-- Exercise --
Pull out every line in the records below that contains the word "mitre", and treat uppercase and lowercase as different.

-- Records for the exercise --
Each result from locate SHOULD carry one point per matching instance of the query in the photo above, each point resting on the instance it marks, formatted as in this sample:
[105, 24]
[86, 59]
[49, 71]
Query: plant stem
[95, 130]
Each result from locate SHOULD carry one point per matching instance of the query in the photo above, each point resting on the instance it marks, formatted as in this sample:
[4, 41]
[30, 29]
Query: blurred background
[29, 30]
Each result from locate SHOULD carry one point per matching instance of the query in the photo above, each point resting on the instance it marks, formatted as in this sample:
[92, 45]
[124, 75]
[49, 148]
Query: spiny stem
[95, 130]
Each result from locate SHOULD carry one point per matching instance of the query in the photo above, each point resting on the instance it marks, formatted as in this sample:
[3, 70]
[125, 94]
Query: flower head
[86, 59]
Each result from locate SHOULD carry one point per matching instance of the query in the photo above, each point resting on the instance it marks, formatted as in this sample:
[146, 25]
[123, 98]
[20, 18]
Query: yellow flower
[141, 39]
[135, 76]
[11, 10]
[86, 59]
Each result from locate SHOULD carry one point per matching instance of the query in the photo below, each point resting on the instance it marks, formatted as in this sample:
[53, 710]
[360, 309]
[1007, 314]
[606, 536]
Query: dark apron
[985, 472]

---

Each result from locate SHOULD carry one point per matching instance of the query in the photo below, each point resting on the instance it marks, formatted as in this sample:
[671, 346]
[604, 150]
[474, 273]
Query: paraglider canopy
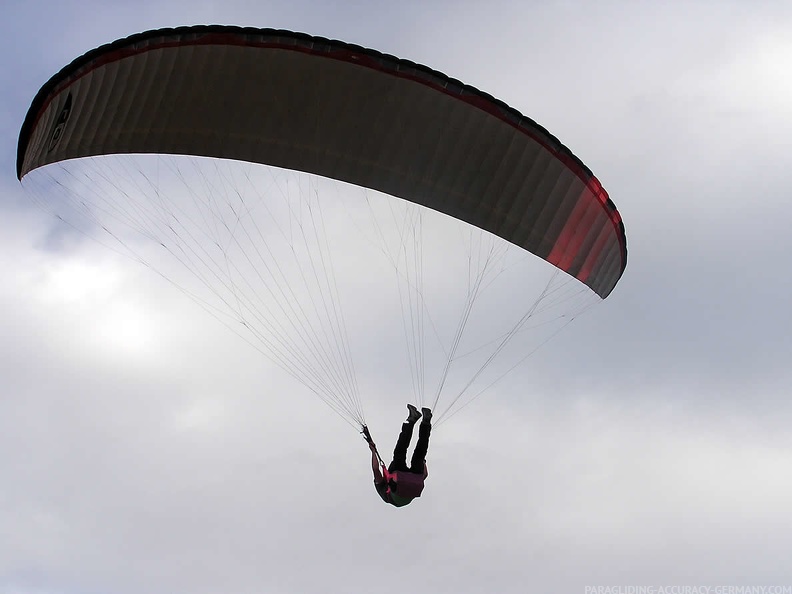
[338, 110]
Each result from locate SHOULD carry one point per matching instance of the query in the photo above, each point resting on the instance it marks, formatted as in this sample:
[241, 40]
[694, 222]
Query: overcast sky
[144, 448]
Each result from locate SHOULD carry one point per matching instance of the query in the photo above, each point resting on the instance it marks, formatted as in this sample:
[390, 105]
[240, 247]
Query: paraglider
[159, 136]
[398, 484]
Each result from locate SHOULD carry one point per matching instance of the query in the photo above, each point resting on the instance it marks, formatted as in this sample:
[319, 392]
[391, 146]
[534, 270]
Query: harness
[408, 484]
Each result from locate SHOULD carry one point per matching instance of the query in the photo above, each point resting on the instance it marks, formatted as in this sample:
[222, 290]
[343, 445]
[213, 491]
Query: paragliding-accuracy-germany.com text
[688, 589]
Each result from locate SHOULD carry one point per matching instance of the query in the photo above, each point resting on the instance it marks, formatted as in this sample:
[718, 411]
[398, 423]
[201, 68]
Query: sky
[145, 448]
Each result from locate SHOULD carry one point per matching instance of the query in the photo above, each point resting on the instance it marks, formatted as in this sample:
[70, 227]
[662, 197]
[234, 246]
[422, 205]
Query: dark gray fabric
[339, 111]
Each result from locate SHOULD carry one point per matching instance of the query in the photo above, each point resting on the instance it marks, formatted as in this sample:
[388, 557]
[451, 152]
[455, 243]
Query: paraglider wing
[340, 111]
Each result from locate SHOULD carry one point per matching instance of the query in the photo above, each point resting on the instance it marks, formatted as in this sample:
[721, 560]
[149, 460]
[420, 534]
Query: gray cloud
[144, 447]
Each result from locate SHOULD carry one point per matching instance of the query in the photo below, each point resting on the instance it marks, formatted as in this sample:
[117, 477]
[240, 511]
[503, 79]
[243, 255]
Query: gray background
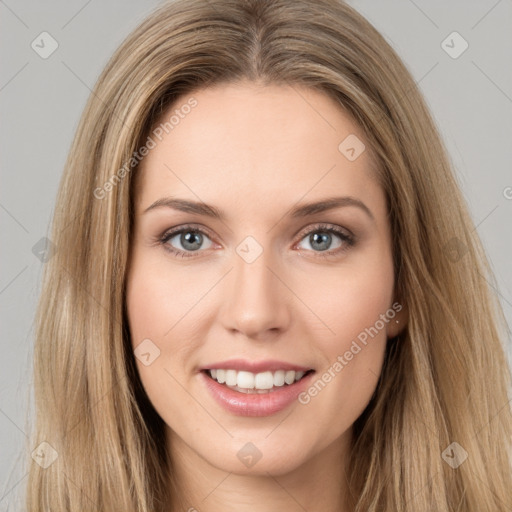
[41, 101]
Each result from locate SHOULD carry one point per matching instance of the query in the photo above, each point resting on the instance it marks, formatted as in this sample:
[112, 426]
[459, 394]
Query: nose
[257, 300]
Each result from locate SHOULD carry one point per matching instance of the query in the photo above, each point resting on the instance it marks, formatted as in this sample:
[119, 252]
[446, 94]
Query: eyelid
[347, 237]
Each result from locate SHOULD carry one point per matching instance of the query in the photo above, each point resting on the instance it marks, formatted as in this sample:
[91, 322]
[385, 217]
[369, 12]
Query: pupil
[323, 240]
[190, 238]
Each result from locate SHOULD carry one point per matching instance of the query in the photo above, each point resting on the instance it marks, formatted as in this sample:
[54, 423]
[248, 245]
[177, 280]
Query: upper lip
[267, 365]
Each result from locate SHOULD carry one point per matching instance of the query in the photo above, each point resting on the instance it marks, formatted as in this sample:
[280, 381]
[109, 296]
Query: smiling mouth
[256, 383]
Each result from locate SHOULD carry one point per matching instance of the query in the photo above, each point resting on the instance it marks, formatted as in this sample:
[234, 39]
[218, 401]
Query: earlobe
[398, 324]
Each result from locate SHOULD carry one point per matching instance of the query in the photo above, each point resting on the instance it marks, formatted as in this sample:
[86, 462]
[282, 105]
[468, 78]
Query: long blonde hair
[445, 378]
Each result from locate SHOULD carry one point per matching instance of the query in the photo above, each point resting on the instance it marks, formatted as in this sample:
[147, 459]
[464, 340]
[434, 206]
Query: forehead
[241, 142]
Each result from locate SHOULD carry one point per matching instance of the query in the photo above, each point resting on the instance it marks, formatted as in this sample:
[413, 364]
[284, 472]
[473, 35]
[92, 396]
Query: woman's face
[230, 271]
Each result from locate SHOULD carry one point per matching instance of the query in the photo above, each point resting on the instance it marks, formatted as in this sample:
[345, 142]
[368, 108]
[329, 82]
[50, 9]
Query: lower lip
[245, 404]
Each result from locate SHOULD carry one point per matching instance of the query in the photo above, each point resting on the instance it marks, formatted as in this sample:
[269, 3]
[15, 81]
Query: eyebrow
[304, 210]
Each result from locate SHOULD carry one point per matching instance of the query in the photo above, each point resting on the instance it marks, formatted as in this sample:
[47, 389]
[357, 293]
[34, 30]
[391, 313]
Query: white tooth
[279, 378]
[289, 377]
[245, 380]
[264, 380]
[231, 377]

---

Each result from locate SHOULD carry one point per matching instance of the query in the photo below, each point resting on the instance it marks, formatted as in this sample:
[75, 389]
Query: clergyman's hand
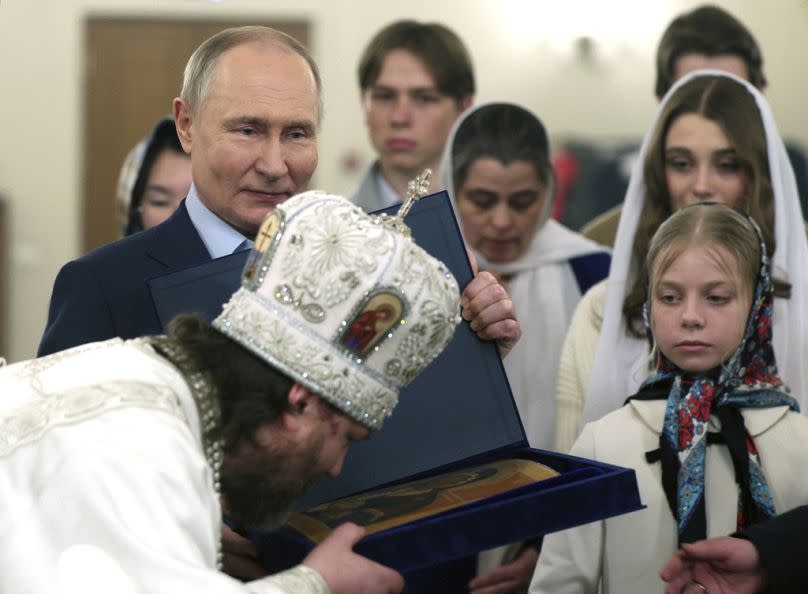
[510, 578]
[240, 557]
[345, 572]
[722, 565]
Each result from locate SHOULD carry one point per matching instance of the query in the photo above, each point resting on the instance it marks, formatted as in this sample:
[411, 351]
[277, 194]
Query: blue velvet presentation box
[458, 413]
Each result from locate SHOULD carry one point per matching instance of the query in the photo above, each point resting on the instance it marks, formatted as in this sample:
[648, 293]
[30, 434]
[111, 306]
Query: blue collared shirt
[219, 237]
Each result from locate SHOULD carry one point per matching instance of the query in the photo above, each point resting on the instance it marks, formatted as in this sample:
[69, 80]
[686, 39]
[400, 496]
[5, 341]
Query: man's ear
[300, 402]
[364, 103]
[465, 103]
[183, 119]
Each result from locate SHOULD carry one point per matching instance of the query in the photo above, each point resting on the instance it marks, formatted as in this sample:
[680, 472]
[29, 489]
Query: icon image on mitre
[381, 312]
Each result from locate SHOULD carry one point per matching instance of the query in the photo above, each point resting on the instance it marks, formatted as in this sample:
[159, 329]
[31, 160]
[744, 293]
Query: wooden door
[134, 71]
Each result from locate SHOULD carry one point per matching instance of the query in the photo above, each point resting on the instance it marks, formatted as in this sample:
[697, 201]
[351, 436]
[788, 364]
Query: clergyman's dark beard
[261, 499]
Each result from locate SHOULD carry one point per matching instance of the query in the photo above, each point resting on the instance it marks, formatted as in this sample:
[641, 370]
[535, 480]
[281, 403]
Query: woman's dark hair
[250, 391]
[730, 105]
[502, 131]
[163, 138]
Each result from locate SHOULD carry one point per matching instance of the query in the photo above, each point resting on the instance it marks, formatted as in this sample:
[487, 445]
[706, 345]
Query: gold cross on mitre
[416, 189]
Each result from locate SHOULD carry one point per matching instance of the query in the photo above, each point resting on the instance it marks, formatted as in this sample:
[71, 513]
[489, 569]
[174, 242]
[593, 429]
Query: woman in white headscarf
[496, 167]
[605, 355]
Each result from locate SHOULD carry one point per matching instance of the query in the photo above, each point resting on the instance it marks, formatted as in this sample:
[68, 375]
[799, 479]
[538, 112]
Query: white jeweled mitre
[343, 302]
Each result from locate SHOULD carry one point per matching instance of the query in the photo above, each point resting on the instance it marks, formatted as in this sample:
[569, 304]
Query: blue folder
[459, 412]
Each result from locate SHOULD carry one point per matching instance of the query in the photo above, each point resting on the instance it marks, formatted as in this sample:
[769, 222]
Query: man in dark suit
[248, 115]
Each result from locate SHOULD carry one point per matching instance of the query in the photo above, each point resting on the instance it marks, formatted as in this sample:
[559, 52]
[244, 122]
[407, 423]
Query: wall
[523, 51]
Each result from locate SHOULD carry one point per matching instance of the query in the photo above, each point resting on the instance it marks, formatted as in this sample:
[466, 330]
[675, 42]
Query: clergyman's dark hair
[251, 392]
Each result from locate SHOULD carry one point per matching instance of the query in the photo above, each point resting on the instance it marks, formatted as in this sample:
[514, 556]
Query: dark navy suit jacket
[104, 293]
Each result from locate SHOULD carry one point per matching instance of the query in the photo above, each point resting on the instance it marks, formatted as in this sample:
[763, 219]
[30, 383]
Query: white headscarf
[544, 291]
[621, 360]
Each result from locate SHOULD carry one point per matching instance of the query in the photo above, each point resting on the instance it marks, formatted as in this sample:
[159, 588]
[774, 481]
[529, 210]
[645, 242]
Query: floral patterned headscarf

-- Exercise solution --
Query: icon image on mitre
Query: gold cross on mitre
Query: white jeweled mitre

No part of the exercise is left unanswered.